TASK GOAL - Straight copy, no pictures: transcribe each entry as it stands.

DATA TO USE -

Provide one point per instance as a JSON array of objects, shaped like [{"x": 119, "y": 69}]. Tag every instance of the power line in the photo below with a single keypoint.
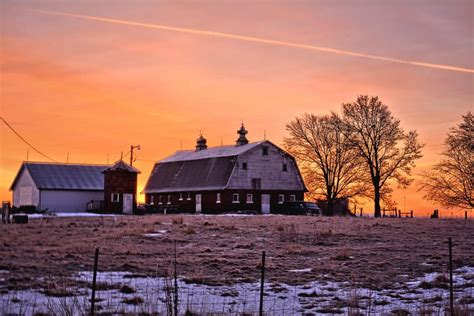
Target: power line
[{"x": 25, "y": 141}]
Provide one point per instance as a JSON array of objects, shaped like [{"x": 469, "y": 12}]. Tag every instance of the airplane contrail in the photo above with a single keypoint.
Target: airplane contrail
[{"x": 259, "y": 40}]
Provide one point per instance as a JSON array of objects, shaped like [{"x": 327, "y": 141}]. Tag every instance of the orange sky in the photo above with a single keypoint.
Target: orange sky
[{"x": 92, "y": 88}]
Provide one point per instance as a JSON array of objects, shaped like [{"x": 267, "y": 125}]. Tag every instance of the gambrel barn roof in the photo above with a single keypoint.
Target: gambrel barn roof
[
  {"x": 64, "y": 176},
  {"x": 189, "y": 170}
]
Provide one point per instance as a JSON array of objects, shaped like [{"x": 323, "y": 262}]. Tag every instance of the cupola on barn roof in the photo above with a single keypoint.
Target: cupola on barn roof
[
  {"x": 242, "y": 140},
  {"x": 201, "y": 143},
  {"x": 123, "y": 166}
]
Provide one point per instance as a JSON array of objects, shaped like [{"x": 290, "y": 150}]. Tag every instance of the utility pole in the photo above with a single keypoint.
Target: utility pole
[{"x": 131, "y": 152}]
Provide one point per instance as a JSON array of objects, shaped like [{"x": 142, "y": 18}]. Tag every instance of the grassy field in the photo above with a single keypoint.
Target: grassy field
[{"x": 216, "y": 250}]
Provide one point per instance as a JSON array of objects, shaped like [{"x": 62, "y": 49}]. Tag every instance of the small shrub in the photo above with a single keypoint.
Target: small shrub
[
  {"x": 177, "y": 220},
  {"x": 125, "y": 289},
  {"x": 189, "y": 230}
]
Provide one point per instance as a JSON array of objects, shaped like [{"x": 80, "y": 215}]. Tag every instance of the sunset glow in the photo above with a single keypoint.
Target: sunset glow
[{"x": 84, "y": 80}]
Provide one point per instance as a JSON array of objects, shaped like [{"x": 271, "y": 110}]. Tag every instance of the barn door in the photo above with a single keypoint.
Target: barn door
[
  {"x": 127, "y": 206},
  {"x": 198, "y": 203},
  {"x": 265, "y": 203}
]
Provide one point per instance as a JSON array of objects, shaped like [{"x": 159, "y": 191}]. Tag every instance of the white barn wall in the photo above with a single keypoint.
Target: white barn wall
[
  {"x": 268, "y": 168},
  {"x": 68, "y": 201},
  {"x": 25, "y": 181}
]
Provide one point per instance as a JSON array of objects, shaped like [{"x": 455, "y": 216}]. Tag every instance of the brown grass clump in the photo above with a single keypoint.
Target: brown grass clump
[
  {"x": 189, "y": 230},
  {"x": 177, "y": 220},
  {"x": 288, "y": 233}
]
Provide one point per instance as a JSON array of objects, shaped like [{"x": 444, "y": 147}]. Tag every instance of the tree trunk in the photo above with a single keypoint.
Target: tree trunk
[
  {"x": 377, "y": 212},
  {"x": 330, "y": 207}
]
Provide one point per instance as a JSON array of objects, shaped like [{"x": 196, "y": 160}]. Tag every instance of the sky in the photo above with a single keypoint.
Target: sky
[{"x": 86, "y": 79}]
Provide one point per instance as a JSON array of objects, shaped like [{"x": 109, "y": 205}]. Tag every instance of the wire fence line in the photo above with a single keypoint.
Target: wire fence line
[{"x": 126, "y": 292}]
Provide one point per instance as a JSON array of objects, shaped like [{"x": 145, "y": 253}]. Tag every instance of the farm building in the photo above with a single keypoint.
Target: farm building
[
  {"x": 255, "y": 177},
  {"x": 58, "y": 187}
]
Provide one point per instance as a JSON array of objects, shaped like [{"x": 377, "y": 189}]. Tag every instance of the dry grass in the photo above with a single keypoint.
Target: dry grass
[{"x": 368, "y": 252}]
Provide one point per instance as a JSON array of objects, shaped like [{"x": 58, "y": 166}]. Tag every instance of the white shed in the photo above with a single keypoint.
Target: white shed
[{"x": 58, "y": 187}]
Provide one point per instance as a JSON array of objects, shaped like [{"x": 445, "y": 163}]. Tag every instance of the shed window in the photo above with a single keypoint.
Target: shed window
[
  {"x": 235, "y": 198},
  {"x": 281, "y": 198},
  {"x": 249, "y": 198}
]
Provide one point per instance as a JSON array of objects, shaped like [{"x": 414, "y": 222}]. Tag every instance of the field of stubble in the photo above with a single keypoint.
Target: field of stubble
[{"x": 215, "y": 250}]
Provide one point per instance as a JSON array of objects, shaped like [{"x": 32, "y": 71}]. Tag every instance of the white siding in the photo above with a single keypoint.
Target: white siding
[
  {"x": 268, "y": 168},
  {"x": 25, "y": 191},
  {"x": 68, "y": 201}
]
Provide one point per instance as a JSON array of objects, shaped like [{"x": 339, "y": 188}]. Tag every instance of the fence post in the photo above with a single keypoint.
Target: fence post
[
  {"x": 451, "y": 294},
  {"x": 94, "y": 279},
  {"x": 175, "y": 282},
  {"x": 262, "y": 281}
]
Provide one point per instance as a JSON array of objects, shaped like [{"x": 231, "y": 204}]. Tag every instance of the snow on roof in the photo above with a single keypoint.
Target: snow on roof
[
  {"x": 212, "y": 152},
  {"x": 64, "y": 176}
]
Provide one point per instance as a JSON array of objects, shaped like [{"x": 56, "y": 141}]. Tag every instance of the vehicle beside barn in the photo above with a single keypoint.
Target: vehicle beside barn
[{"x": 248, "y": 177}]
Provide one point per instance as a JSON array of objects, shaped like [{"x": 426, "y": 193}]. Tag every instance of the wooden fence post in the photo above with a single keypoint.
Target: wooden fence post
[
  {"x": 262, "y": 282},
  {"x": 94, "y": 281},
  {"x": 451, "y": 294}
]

RESULT OF THIS TASK -
Provide one point per instance as a JSON array of objects, shaped like [{"x": 119, "y": 69}]. Tag every instance of the power line in the photo below with a single keypoint.
Target: power line
[{"x": 25, "y": 141}]
Provide one point per instance as a JSON array of objects, shaped like [{"x": 469, "y": 12}]. Tag every instance of the airplane contrail in the photo above with a single keypoint.
Target: airplane contrail
[{"x": 259, "y": 40}]
Provide one point per instance as a JSON array of objects, shaped like [{"x": 327, "y": 141}]. Tag every instance of the orange sky in the photo above with a single keypoint.
Target: orange sky
[{"x": 92, "y": 88}]
Provide one point per instance as a JSON array of objects, shaped like [{"x": 267, "y": 125}]. Tag every instance of the gambrel barn roof in the photo above with a single keypoint.
Target: gambrel barn roof
[
  {"x": 64, "y": 176},
  {"x": 189, "y": 170}
]
Provide one point per instance as a JSON array of objects, shaped like [{"x": 323, "y": 262}]. Tag every instance of the cupola on barn roof in the photo above with a single keypoint.
Target: cupola on barn roof
[
  {"x": 242, "y": 140},
  {"x": 201, "y": 143},
  {"x": 123, "y": 166}
]
Provide one point per instance as a JSON array of objects, shaped like [{"x": 290, "y": 150}]. Tag every instance of the utility pole in the photo above with a single keypoint.
Target: utility pole
[{"x": 131, "y": 152}]
Provide one point per instance as a JSON array of objects, shaped like [{"x": 142, "y": 18}]. Tag every instance of the grassy field in the photo above with a single keypoint.
Target: grassy field
[{"x": 216, "y": 250}]
Provide one point per instance as a JSON array of objects, shaped like [{"x": 62, "y": 49}]. Tag every instance of the small shrub in the photo above with a single keypoint.
Target: small shrub
[
  {"x": 177, "y": 220},
  {"x": 125, "y": 289},
  {"x": 189, "y": 230}
]
Provide one point per instance as a JSON array of objects, shaped like [{"x": 80, "y": 215}]. Tag every instance of the sunset glow in the photo above with a single keypoint.
Target: sunset glow
[{"x": 84, "y": 80}]
Provide one point per instance as a JSON array of objects, shaped like [{"x": 271, "y": 110}]. Tag every instance of the barn door in the photo above with a single keypoint.
Target: barn door
[
  {"x": 127, "y": 206},
  {"x": 198, "y": 203},
  {"x": 265, "y": 203}
]
Provide one point per instance as a JSON array of objects, shaped like [{"x": 159, "y": 191}]. Tag every instance of the white barn wall in the photo above with a single keypoint.
Target: white barn wall
[
  {"x": 268, "y": 168},
  {"x": 68, "y": 201},
  {"x": 25, "y": 181}
]
Provide one point per instance as a JSON array of objects, shaped like [{"x": 455, "y": 216}]. Tag every instance of the brown grass clump in the photo above with a single keypoint.
Target: brown grass clump
[
  {"x": 189, "y": 230},
  {"x": 177, "y": 220},
  {"x": 288, "y": 233}
]
Provide one point per instance as a JSON array of objects, shaped like [{"x": 444, "y": 147}]. Tag every instance of the tree trunk in the photo above with a single keypoint.
Target: tree trunk
[
  {"x": 377, "y": 212},
  {"x": 330, "y": 207}
]
Provide one point per instance as a JSON array of objects, shaped like [{"x": 196, "y": 160}]. Tag every instance of the sky in the photo above with a single keypoint.
Target: sky
[{"x": 86, "y": 79}]
Provide one point per instance as a JSON array of objects, shaped like [{"x": 109, "y": 205}]. Tag every instance of the wire fence line in the photo above with a single keypoint.
Target: wire fence line
[{"x": 126, "y": 292}]
Provide one point per instance as a JSON array of objects, shaped like [{"x": 145, "y": 253}]. Tag every instance of the farm building in the photo above with a single keypoint.
Target: farm building
[
  {"x": 255, "y": 177},
  {"x": 58, "y": 187}
]
Provide one point per instance as a JSON array of objects, shaped like [{"x": 377, "y": 189}]. Tag every instance of the dry grass in the photo above with a single keypoint.
Target: dry grass
[{"x": 368, "y": 252}]
Provide one point per instance as a JSON array of objects, shaped like [{"x": 58, "y": 166}]. Tag every instance of the white shed in the photo above with a single keypoint.
Target: white shed
[{"x": 58, "y": 187}]
Provide one point per instance as a JSON array of objects, shaped like [{"x": 445, "y": 163}]. Tag every instance of the shed window in the photo above with a single keypoint.
Target: shed window
[
  {"x": 235, "y": 198},
  {"x": 281, "y": 198},
  {"x": 249, "y": 198}
]
Provide one point per instance as a JSON array of objects, shaped like [{"x": 414, "y": 222}]. Tag every instance of the field of stubble in the photo above with a single keypoint.
Target: field of stubble
[{"x": 215, "y": 250}]
Provide one point per instance as a JSON array of objects, shaped like [{"x": 32, "y": 71}]. Tag every instance of the white siding in the photo above with a single keypoint.
Target: white siding
[
  {"x": 268, "y": 168},
  {"x": 25, "y": 191},
  {"x": 68, "y": 201}
]
Provide one point per instance as a JSON array of objects, shaped like [{"x": 339, "y": 188}]. Tag every instance of the fence post in the photo above with a single keypoint.
Target: fence post
[
  {"x": 451, "y": 294},
  {"x": 94, "y": 279},
  {"x": 175, "y": 282},
  {"x": 262, "y": 281}
]
Provide one point per instance as a JSON array of objects, shaped like [{"x": 231, "y": 204}]. Tag every instance of the snow on roof in the photo above with a single keypoint.
Target: snow on roof
[
  {"x": 212, "y": 152},
  {"x": 64, "y": 176}
]
Provide one point per instance as a JSON array of objects, shaped like [{"x": 56, "y": 141}]. Tag every instance of the vehicle beside barn in the photo above with a single keypoint.
Target: vehicle beside barn
[{"x": 248, "y": 177}]
Provide one point per instance as a JSON array of objects, shaped like [{"x": 426, "y": 193}]. Tag every instance of the wooden fence post in the photo above with a single keypoint.
Target: wooden fence post
[
  {"x": 262, "y": 282},
  {"x": 94, "y": 281},
  {"x": 451, "y": 294}
]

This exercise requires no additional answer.